++++ ENTRIES ++++

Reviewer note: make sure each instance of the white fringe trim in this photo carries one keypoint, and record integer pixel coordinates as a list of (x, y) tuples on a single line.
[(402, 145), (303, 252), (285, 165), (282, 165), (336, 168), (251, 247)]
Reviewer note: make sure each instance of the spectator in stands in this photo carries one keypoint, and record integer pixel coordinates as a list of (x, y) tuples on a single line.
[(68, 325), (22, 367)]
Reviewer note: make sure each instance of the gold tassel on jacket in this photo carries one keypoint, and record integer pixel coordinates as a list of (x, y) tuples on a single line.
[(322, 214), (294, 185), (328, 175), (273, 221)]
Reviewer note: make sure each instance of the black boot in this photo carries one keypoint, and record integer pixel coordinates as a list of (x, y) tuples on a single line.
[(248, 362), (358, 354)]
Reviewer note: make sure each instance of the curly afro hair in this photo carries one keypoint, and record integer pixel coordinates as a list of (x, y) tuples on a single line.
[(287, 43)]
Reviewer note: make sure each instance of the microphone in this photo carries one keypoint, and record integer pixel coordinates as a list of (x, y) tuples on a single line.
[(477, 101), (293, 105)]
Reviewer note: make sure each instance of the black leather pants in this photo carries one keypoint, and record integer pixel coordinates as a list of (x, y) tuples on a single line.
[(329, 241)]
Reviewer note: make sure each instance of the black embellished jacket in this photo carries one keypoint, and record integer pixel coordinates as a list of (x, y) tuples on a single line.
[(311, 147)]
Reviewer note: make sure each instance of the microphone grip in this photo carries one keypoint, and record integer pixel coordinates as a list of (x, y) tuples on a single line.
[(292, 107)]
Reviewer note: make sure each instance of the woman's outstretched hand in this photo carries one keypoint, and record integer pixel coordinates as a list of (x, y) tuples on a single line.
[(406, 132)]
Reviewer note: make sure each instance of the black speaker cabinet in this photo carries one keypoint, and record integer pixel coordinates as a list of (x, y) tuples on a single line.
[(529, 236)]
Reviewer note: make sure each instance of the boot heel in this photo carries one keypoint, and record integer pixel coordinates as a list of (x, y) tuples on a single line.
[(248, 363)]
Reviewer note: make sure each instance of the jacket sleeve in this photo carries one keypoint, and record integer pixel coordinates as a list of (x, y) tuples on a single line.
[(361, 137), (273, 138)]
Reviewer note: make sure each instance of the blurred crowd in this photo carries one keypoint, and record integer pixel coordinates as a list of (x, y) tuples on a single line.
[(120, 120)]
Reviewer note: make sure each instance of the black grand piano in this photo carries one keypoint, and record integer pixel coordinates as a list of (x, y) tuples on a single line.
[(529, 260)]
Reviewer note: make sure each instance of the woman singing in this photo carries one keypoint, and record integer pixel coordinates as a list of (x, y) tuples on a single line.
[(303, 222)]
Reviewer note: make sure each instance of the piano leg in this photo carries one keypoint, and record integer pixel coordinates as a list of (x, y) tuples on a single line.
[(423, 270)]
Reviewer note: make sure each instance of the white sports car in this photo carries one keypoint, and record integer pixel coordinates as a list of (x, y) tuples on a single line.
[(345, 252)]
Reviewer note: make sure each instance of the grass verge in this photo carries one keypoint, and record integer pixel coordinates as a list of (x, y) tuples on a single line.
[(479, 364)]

++++

**SHORT TASK:** Take the material above and return all of it exactly.

**FINISHED EXERCISE:**
Reviewer note: make sure each instance of the white fringe trim in this photo carries one keypoint, and record integer pixel coordinates as a list of (x, y) tuples on a single line.
[(402, 145), (303, 252), (285, 165), (282, 165), (336, 168), (251, 247)]
Reviewer note: make sure each instance of the spectator in stands in this photo carries one keypoint, and record integer pixel coordinates as a list of (x, y) tuples on a single line.
[(68, 325), (22, 367)]
Reviewer note: make sure each instance of the gold tassel on jacket in this photo carries one keypoint, and record integer pixel coordinates as a list of (x, y) tuples on a single line.
[(322, 214), (294, 185), (328, 175), (273, 221)]
Reviewer note: make sure each instance of the black boot in this photo carries one keypoint, and record integer pixel coordinates as a list of (x, y) tuples on a single line.
[(248, 362), (358, 354)]
Reviewer note: make sure each instance of the curly afro hair in this photo carries one keypoint, and record integer pixel coordinates as a list of (x, y) tuples on a single line.
[(287, 43)]
Reviewer note: make sure each instance of the microphone in this photo carries one keypoint, and record integer pixel coordinates as a list of (x, y) tuples on a single line.
[(477, 101), (293, 105)]
Reviewer note: make sure each instance of the black leather pants in this photo carries one keypoint, and record integer pixel coordinates as a list of (x, y) tuples on a single line.
[(329, 241)]
Reviewer note: make sure each instance of the black embellished jacket in this photo carries one keypoint, and record integer pixel coordinates as a list of (x, y) tuples on a single line.
[(311, 147)]
Reviewer note: make sure each instance of the microphone grip in this photo carries one keypoint, and record integer pixel coordinates as a list of (x, y) tuples on a single line.
[(292, 107)]
Reviewer note: make sure each instance of the woman's outstretched hand in this photo carries one keypoint, and record integer pixel coordinates as a list of (x, y) tuples on a single line.
[(406, 132)]
Reviewer note: make sure each instance of the black speaker cabinet in this photo carries one keypoint, and record integer pixel coordinates as a list of (x, y) tuples on a single line.
[(529, 236)]
Reviewer note: make sure each instance of the boot heel in this photo carries one keypoint, and record integer pixel coordinates as a list of (x, y) tuples on a single line.
[(248, 363)]
Reviewer note: make sure each instance of the jacket sleeve in this photo carries one keypoint, and record integer pixel coordinates as a list of (x, y) tuples on a single line.
[(361, 137), (273, 138)]
Reviewer note: make sure each instance of the blurred crowd in this photo carries one keypoint, and record integer pixel coordinates as a list of (x, y) tuples on a single line.
[(120, 120)]
Reviewer note: make sure each instance of the black grand piano in this photo carries one keypoint, and record integer pixel coordinates as a list of (x, y) tuples on a single line.
[(529, 260)]
Reviewer note: make sure each instance of the woman singing in this photo carries one keypoint, and record integer pixel coordinates as a list of (x, y) tuples on a single line.
[(303, 222)]
Reviewer note: make sure each instance of the piano leg in this photo carries one keypoint, and record integer pixel coordinates as a list of (x, y) tuples on a single line.
[(423, 270)]
Reviewer note: make sure each instance of the white sports car in this photo carries one keypoint, and record integer pixel coordinates as a list of (x, y) tuples on a single line.
[(345, 252)]
Reviewer note: make sure each instance of the grass verge in this photo carries one keypoint, and record integer pixel coordinates as a list of (x, y) tuples on a single line.
[(479, 364)]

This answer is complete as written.